>> BEGIN
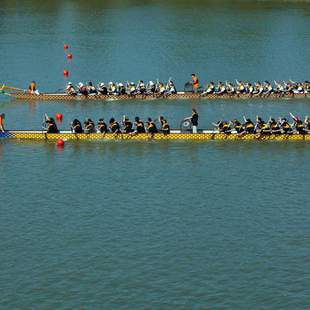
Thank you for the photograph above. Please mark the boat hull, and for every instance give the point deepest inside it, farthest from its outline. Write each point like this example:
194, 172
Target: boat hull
178, 96
203, 136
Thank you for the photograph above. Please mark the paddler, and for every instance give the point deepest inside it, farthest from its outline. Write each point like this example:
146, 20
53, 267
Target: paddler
139, 125
238, 126
248, 125
223, 126
298, 124
307, 123
89, 126
285, 126
261, 126
102, 126
114, 126
76, 126
91, 88
151, 127
82, 89
127, 125
195, 82
165, 128
151, 87
50, 124
102, 89
194, 120
32, 88
274, 126
170, 87
70, 89
141, 87
2, 117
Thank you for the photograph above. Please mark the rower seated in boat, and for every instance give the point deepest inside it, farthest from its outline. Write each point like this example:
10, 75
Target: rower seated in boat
307, 124
161, 89
32, 88
248, 125
121, 89
76, 126
222, 126
91, 88
112, 89
2, 117
240, 87
82, 89
131, 88
274, 126
102, 89
151, 127
298, 124
261, 126
141, 88
195, 82
50, 124
170, 87
127, 125
221, 89
114, 126
210, 89
89, 126
165, 128
70, 90
230, 88
268, 89
285, 126
250, 89
237, 126
102, 126
139, 125
151, 87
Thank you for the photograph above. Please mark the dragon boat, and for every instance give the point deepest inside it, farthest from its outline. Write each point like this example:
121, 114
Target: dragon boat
177, 96
203, 135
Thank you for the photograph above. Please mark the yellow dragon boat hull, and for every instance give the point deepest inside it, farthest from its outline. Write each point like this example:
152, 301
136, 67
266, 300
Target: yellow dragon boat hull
202, 136
179, 95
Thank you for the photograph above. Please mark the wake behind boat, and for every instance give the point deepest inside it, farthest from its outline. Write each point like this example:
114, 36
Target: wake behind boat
159, 90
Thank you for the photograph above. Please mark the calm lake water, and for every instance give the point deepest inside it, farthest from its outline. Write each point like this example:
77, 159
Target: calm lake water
157, 225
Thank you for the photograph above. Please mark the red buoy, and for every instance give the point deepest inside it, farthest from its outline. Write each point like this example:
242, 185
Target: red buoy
59, 116
60, 143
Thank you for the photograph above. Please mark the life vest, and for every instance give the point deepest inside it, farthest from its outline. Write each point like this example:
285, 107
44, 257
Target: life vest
151, 127
102, 126
128, 126
32, 87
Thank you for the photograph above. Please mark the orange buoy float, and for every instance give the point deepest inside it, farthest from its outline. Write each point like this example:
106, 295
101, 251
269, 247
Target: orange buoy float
60, 143
59, 116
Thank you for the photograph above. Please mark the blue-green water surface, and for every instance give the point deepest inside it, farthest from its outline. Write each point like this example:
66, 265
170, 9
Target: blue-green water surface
153, 225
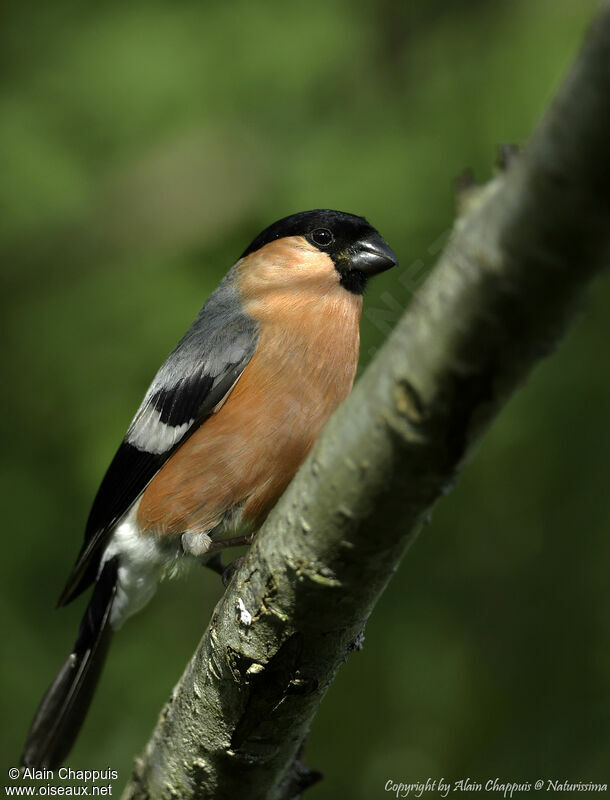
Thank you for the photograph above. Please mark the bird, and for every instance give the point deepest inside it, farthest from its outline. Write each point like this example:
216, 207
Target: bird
226, 422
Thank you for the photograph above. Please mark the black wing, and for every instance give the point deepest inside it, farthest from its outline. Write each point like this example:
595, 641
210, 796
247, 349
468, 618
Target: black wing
196, 377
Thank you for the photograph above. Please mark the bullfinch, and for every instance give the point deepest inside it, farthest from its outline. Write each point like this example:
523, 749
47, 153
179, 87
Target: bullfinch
228, 419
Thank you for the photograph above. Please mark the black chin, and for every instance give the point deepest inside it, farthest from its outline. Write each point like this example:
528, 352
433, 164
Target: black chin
353, 280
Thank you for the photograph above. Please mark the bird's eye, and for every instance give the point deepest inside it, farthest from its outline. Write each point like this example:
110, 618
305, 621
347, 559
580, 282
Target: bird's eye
322, 237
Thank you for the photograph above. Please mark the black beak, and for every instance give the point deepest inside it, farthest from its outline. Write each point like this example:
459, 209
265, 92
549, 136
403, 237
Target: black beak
373, 255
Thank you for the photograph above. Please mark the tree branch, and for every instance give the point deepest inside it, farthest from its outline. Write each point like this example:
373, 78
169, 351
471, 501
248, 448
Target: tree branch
499, 298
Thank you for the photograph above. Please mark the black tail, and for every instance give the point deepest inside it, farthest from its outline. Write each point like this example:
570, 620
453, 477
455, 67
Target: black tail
64, 706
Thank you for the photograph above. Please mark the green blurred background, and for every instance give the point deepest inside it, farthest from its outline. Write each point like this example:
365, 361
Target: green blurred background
142, 145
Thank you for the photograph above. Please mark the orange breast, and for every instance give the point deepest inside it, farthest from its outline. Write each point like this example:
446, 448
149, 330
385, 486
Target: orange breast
248, 452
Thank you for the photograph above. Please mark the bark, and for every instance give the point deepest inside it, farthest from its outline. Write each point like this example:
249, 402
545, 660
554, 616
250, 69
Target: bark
499, 298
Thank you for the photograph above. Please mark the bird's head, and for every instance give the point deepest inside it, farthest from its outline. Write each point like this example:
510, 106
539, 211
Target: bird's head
325, 244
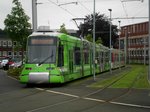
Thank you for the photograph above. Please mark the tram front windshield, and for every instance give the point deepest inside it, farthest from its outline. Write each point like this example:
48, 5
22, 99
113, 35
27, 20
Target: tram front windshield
41, 49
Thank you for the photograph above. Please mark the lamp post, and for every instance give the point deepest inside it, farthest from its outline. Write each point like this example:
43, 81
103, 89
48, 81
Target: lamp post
34, 15
110, 10
119, 43
94, 40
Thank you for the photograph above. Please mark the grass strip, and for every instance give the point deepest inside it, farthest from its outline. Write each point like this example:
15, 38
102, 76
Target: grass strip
137, 78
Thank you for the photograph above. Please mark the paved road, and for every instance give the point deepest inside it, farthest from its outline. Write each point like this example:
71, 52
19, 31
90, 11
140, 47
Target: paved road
70, 97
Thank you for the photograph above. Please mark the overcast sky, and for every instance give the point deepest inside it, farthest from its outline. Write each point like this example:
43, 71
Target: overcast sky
50, 14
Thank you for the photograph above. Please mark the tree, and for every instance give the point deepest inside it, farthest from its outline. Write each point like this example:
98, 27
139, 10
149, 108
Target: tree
17, 25
102, 28
63, 29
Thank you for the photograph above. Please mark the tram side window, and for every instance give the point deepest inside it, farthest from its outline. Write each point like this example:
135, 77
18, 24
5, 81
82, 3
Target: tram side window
77, 56
86, 57
60, 56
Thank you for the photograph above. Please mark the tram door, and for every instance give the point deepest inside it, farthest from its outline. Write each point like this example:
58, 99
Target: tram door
71, 61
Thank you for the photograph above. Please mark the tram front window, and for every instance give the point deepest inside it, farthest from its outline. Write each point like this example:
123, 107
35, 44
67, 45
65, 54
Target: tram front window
41, 49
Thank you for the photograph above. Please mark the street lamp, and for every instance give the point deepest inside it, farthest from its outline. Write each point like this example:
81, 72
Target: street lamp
94, 40
110, 10
34, 15
119, 43
149, 45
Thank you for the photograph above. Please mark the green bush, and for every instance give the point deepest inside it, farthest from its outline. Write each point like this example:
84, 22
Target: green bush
14, 72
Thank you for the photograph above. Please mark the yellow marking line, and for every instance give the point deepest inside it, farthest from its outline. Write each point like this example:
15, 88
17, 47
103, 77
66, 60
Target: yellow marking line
65, 94
97, 100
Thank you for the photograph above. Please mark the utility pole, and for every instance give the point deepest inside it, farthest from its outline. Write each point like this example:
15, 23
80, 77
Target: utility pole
119, 45
110, 47
94, 40
149, 45
34, 15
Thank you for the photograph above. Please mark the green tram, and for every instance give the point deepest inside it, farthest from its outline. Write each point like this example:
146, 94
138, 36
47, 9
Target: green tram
54, 57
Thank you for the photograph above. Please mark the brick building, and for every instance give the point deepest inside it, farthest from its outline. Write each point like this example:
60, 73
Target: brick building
134, 41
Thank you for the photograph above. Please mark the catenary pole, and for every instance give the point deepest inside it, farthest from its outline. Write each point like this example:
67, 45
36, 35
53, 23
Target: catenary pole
110, 46
149, 45
34, 15
94, 40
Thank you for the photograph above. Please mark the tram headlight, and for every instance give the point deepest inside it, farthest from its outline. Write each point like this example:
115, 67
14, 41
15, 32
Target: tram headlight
28, 68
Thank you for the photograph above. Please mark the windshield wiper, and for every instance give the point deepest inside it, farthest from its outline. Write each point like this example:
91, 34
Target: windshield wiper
51, 56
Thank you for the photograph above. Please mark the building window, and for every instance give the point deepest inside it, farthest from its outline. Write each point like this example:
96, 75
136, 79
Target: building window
4, 53
14, 43
9, 43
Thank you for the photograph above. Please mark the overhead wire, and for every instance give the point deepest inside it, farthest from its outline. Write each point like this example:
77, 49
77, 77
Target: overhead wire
62, 8
84, 6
>> END
Written problem
Set down, exactly and in full, the lines from the one containing "tram headlight, and" through the end of the entries; no other line belongs.

Expected answer
Thank you for the photograph above. Please mark the tram headlight, and for every instance give the point deepest inside it, farthest from its outline. Write each point like this example:
115, 67
14, 41
15, 32
Target: tram headlight
28, 68
Thank you for the photograph above. Please mark the windshield wiper, and for every instance give the point deepest inside it, farthest from its outline. Write each point like this example:
91, 34
Target: windshield wiper
51, 56
Thank you for the photograph above. Please mark the building window, and for every instance give the point deepest inside it, farthest from its outline. Write each point like this example:
96, 75
136, 79
Target: building window
4, 53
14, 43
9, 43
Thank you for the photograph above. Please mark the overhead wire, and for every instance give the point deepest inside it, farthest from its outline. Write each point like this example:
77, 49
77, 77
Target: overhead wire
62, 8
84, 6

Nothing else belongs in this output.